TEXTAUSZUG

^^^^

Wer die Abzweigung zum Hansaghof (sprich „Hanschaghof“) von der Wallerner Bundesstraße sucht, braucht ortskundige Direktiven und ein gutes Auge. Allzu leicht fährt man an dieser baumbesäumten Kiesstraße vorbei. Am Weg zur Präsentation des Nachhaltigkeitsberichtes 2013–15 der Esterhazy Betriebe GmbH begegnen dem Besucher Tafeln, die mit bunten Darstellungen jeweils einen Aspekt der Vielfalt des Unternehmens thematisieren.

^^^^

Auszug aus dem Datensatz:
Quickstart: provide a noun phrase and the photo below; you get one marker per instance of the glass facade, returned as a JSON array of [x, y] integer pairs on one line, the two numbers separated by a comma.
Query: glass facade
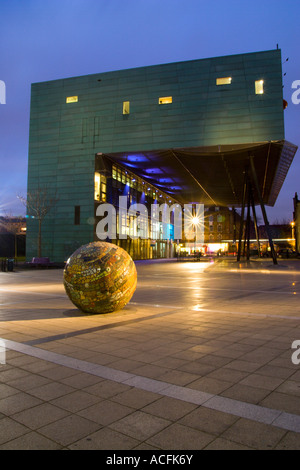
[[145, 232]]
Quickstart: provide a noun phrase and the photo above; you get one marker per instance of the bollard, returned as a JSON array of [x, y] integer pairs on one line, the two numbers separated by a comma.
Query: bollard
[[10, 265]]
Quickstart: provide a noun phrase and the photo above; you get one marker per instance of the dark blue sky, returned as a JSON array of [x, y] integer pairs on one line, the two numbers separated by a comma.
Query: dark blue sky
[[49, 39]]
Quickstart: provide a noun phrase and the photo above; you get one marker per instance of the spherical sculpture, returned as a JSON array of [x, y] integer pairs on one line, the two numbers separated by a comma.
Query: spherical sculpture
[[100, 278]]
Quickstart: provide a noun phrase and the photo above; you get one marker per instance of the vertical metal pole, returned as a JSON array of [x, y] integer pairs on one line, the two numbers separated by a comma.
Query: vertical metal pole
[[242, 215], [248, 225], [255, 223], [263, 210]]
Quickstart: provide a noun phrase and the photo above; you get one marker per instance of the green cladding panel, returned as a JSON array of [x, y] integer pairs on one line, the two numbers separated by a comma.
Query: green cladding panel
[[64, 137]]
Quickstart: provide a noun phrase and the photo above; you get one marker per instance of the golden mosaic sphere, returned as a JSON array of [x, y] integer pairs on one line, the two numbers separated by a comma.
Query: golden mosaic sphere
[[100, 277]]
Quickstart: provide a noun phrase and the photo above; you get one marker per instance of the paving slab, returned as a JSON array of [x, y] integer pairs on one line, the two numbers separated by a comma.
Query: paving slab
[[200, 358]]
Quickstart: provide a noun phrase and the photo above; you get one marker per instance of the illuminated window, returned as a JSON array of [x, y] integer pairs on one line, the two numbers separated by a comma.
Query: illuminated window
[[99, 187], [126, 107], [165, 100], [259, 87], [224, 81], [71, 99]]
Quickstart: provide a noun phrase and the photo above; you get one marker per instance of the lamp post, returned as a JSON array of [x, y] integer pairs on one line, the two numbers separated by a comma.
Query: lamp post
[[293, 235], [195, 223]]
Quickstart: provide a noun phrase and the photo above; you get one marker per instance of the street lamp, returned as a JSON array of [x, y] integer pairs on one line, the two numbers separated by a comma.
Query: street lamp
[[293, 234]]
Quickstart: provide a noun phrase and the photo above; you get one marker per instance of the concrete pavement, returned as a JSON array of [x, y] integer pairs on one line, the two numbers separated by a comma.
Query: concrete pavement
[[201, 358]]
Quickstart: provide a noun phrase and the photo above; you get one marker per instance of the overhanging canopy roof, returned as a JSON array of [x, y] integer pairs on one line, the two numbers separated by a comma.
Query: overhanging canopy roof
[[212, 175]]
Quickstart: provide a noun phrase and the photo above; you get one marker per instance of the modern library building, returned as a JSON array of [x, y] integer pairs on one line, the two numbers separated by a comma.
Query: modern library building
[[201, 132]]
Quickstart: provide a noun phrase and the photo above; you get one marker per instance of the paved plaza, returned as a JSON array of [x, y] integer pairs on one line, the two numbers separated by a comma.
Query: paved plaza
[[201, 358]]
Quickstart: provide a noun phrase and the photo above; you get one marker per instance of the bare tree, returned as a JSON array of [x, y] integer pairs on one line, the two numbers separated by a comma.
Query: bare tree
[[38, 204]]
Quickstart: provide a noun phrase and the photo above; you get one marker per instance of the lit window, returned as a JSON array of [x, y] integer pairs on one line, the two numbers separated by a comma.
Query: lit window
[[165, 100], [99, 187], [259, 87], [126, 107], [224, 81], [71, 99]]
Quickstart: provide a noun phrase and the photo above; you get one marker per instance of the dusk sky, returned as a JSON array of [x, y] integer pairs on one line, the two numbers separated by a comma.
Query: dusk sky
[[43, 40]]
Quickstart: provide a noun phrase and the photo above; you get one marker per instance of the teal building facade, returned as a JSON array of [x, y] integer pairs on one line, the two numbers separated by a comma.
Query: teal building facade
[[78, 124]]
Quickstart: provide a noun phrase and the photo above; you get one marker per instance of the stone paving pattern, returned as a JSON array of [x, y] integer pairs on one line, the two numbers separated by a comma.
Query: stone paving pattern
[[199, 359]]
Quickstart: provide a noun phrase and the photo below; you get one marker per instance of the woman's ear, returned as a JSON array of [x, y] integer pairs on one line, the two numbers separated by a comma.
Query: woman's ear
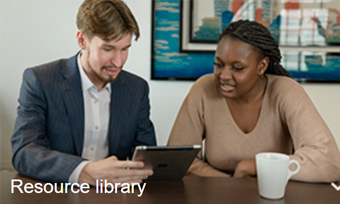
[[263, 65], [81, 39]]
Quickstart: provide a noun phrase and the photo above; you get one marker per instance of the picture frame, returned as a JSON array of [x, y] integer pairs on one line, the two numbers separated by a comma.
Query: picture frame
[[175, 56], [169, 61]]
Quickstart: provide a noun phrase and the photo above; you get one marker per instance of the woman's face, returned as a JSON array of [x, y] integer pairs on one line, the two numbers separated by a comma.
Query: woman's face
[[237, 68]]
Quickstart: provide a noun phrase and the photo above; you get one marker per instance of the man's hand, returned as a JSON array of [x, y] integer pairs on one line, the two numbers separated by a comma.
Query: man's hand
[[246, 168], [114, 171]]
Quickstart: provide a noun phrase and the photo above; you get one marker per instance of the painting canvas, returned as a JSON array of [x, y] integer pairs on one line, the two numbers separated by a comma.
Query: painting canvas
[[168, 62], [291, 22], [180, 54]]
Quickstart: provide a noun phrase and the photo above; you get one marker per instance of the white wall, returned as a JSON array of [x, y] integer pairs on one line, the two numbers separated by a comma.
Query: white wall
[[38, 31]]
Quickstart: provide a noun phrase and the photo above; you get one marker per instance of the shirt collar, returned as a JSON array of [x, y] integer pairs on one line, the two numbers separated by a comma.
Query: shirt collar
[[86, 82]]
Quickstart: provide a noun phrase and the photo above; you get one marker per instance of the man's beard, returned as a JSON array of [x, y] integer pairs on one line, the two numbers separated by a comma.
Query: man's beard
[[111, 79]]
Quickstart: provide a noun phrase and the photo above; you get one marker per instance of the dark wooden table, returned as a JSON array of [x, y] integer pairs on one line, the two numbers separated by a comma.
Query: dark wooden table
[[190, 189]]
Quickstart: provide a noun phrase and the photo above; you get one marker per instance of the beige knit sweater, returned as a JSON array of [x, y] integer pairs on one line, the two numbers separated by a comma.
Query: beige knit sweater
[[287, 115]]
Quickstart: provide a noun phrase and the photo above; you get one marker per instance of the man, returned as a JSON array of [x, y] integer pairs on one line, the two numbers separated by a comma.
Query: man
[[79, 117]]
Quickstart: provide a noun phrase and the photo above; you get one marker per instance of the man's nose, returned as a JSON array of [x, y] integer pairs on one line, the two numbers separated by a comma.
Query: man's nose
[[117, 59], [226, 73]]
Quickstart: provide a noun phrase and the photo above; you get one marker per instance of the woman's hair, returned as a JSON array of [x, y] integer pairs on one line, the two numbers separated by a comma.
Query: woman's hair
[[108, 19], [259, 37]]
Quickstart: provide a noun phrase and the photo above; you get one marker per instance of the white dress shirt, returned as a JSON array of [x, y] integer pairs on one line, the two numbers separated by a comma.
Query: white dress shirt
[[97, 117]]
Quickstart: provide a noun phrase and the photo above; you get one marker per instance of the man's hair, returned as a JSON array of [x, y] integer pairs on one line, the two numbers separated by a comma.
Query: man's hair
[[107, 19], [259, 37]]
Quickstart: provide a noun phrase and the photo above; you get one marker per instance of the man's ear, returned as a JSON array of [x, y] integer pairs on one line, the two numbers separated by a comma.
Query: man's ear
[[263, 65], [82, 39]]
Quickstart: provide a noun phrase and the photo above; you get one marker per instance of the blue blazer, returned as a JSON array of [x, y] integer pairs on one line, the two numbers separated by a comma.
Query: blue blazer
[[48, 136]]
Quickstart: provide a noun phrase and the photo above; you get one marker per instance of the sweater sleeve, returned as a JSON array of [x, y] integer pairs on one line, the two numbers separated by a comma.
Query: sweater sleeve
[[315, 147], [189, 129]]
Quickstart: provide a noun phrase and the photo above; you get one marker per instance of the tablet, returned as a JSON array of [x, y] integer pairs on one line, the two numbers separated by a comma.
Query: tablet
[[167, 162]]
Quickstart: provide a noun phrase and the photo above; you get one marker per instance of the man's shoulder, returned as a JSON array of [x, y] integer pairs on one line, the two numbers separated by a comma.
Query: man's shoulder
[[51, 68], [130, 78]]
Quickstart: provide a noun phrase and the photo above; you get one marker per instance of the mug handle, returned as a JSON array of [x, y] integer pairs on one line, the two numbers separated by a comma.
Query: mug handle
[[291, 173]]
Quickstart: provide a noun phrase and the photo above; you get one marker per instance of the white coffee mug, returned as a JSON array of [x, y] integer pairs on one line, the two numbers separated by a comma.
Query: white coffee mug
[[273, 173]]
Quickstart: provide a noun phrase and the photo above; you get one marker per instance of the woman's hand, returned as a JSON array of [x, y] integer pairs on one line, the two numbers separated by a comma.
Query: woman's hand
[[246, 168]]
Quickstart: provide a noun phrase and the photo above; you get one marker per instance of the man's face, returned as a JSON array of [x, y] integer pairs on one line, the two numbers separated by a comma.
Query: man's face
[[102, 60]]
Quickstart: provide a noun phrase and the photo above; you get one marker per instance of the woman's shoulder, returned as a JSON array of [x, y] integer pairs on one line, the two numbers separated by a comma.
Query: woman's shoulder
[[283, 84]]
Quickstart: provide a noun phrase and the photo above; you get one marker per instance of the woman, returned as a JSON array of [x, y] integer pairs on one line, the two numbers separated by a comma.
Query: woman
[[249, 105]]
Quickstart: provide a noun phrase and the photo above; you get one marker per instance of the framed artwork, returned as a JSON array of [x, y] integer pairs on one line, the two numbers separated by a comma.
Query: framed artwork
[[185, 33]]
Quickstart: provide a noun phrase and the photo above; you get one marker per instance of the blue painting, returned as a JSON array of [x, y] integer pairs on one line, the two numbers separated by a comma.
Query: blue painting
[[168, 63]]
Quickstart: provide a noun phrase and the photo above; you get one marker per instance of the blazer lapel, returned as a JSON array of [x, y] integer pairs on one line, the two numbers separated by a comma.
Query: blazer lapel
[[72, 93]]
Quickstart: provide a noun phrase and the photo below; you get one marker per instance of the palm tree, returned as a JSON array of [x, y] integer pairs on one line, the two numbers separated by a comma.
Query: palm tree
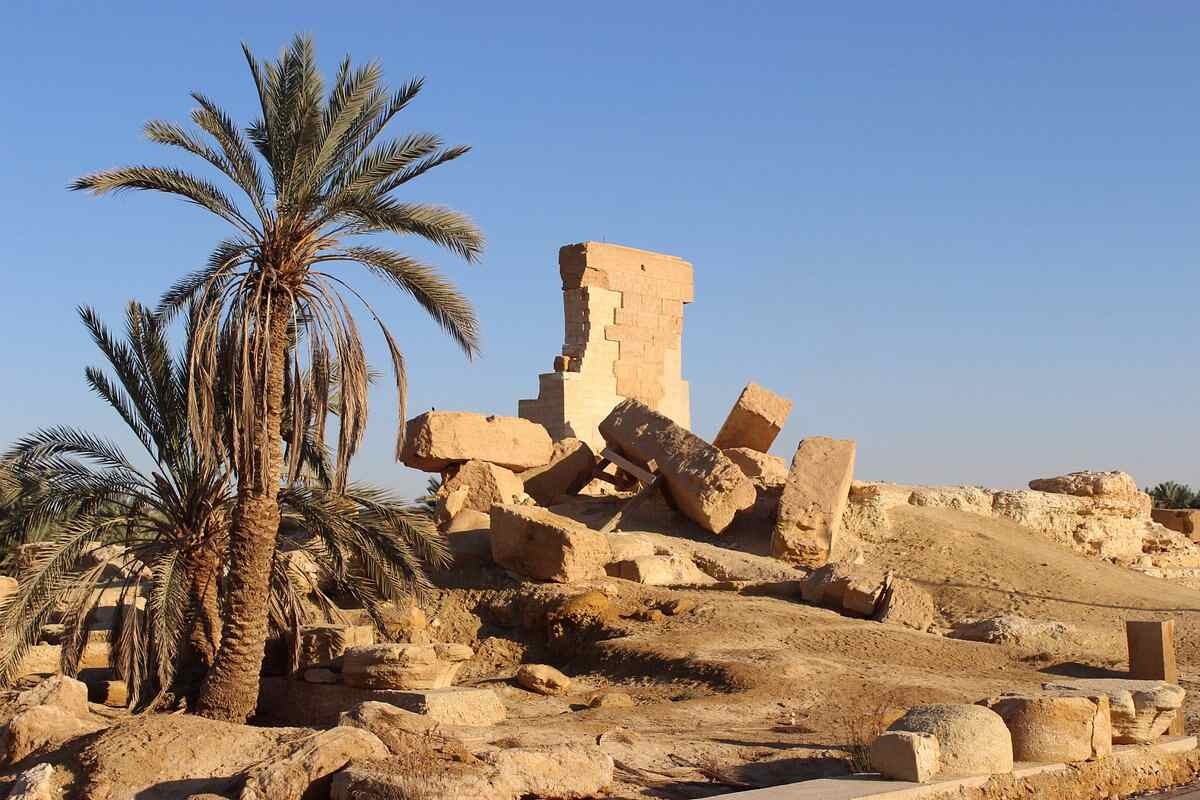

^^^^

AUFGABEN
1. Schreib aus dem Textauszug über den Weg zum Hansaghof den Abschnitt ab, der mit den Worten „Wer die Abzweigung“ beginnt und mit „des Unternehmens thematisieren.“ endet, und ersetze darin „Kiesstraße“ durch „Schotterstraße“.
2. Führe den Textauszug über den Weg zum Hansaghof im Anschluss an seinen letzten Satz weiter.

ANTWORTEN
1.
Wer die Abzweigung zum Hansaghof (sprich „Hanschaghof“) von der Wallerner Bundesstraße sucht, braucht ortskundige Direktiven und ein gutes Auge. Allzu leicht fährt man an dieser baumbesäumten Schotterstraße vorbei. Am Weg zur Präsentation des Nachhaltigkeitsberichtes 2013–15 der Esterhazy Betriebe GmbH begegnen dem Besucher Tafeln, die mit bunten Darstellungen jeweils einen Aspekt der Vielfalt des Unternehmens thematisieren.

2.
Esterhazy hat seinen Weg der Nachhaltigkeit gefunden. Darauf deuten die behutsame Entwicklung des Biolandbaus und sozial verträgliche Tourismusprojekte hin, die seit 15 Jahren vorangetrieben werden. Ein paar Stunden später wird Michael Haas als Vertreter der Landesregierung Burgenland im festlich drapierten und in blaues Scheinwerferlicht getauchten Getreidespeicher des Hansaghofes von Esterhazy als „Vorreiter mit Strahlkraft“ sprechen. Klar, denke ich mir, das bedeutet angewandtes forstliches Denken in den vielfältigen Bereichen Esterhazy‘schen Wirtschaftens. Immerhin ist die Forstwirtschaft eine der tragenden Säulen des im Burgenland ansässigen Unternehmens.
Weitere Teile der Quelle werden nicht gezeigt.